= Stated problem =
Edit the listing below by replacing "refrigerator door shelf" with "fridge door shelf" and leaving everything else unchanged. Omit the pictures from your version.

= Dataset records =
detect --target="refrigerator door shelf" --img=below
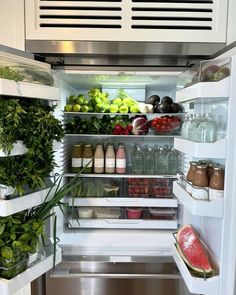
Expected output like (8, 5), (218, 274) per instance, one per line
(68, 219), (178, 229)
(0, 248), (62, 295)
(0, 140), (28, 157)
(69, 197), (178, 208)
(171, 243), (220, 295)
(0, 78), (60, 101)
(176, 77), (230, 103)
(173, 181), (224, 218)
(0, 188), (55, 217)
(174, 138), (227, 159)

= Completed exercise =
detect --target="fridge door shelf" --img=below
Expected output like (8, 5), (218, 274) per instance, one per line
(68, 219), (178, 229)
(0, 248), (62, 295)
(0, 140), (28, 157)
(69, 197), (178, 208)
(171, 243), (220, 295)
(0, 78), (60, 101)
(176, 77), (230, 103)
(173, 181), (224, 218)
(0, 188), (55, 217)
(174, 138), (227, 159)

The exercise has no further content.